[Given information]

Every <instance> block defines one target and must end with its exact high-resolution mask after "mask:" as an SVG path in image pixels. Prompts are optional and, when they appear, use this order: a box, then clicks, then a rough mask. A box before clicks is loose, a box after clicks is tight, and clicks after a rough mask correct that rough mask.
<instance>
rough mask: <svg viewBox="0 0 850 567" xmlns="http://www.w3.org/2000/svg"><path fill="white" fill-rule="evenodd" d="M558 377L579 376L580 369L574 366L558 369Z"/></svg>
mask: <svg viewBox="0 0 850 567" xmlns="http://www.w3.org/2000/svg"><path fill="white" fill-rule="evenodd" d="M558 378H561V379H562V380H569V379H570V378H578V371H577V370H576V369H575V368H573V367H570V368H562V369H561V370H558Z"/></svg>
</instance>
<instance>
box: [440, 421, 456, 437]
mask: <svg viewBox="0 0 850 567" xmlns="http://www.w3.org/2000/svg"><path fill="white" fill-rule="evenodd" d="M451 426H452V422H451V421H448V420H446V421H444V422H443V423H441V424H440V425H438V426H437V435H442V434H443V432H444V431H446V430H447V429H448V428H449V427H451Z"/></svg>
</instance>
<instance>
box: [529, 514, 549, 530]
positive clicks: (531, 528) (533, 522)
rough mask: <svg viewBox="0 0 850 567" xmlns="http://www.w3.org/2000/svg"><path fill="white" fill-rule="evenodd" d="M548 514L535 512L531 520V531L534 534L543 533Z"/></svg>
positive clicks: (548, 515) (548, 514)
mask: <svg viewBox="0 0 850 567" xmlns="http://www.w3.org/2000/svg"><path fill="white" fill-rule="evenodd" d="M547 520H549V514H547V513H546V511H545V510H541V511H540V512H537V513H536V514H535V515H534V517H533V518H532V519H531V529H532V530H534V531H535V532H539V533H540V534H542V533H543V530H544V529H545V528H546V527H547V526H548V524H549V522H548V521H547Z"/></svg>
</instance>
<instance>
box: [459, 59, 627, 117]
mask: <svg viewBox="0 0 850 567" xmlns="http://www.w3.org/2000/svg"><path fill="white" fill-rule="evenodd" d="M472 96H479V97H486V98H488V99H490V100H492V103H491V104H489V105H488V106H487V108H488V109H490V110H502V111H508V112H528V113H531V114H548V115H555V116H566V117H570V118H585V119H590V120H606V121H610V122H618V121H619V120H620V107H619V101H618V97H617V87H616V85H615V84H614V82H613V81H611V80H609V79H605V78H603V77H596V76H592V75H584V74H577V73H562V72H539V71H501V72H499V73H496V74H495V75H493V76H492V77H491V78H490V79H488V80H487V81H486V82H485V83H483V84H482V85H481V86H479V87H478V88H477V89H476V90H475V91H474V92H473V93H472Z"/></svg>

[/Given information]

* What the task asks
Copy every line of the items above without changing a single character.

* Problem solution
Every <instance> block defines one target and must end with its exact high-resolution mask after "mask:" as an SVG path in image pixels. Prompts are optional and, when they appear, use this order: a box, then clicks, then a rough mask. A box before clicks is loose, a box after clicks is tight, and clicks after a rough mask correct that rough mask.
<instance>
rough mask: <svg viewBox="0 0 850 567" xmlns="http://www.w3.org/2000/svg"><path fill="white" fill-rule="evenodd" d="M558 377L579 376L580 369L574 366L558 369Z"/></svg>
mask: <svg viewBox="0 0 850 567" xmlns="http://www.w3.org/2000/svg"><path fill="white" fill-rule="evenodd" d="M558 378H561V379H562V380H569V379H570V378H578V371H577V370H576V369H575V368H573V367H570V368H562V369H561V370H558Z"/></svg>
</instance>
<instance>
box: [440, 421, 456, 437]
mask: <svg viewBox="0 0 850 567" xmlns="http://www.w3.org/2000/svg"><path fill="white" fill-rule="evenodd" d="M451 426H452V422H451V421H448V420H446V421H444V422H443V423H441V424H440V425H438V426H437V435H442V434H443V432H444V431H446V430H447V429H448V428H449V427H451Z"/></svg>
</instance>
<instance>
box: [529, 514, 549, 530]
positive clicks: (531, 528) (533, 522)
rough mask: <svg viewBox="0 0 850 567" xmlns="http://www.w3.org/2000/svg"><path fill="white" fill-rule="evenodd" d="M548 514L535 512L531 520V531L534 534L543 533Z"/></svg>
positive clicks: (548, 515) (548, 514)
mask: <svg viewBox="0 0 850 567" xmlns="http://www.w3.org/2000/svg"><path fill="white" fill-rule="evenodd" d="M547 520H549V514H547V513H546V511H545V510H541V511H540V512H537V513H536V514H535V515H534V517H533V518H532V519H531V529H532V530H534V531H535V532H539V533H540V534H542V533H543V530H544V529H545V528H546V527H547V526H548V524H549V522H548V521H547Z"/></svg>
</instance>
<instance>
box: [459, 59, 627, 117]
mask: <svg viewBox="0 0 850 567" xmlns="http://www.w3.org/2000/svg"><path fill="white" fill-rule="evenodd" d="M472 96H479V97H486V98H488V99H490V100H492V103H491V104H489V105H488V106H487V108H488V109H490V110H502V111H508V112H528V113H531V114H548V115H555V116H566V117H570V118H585V119H590V120H606V121H610V122H618V121H619V120H620V107H619V101H618V97H617V87H616V85H615V84H614V82H613V81H611V80H609V79H605V78H603V77H596V76H592V75H584V74H577V73H562V72H539V71H501V72H499V73H496V74H495V75H493V76H492V77H491V78H490V79H488V80H487V81H486V82H485V83H483V84H482V85H481V86H479V87H478V88H477V89H476V90H475V91H474V92H473V93H472Z"/></svg>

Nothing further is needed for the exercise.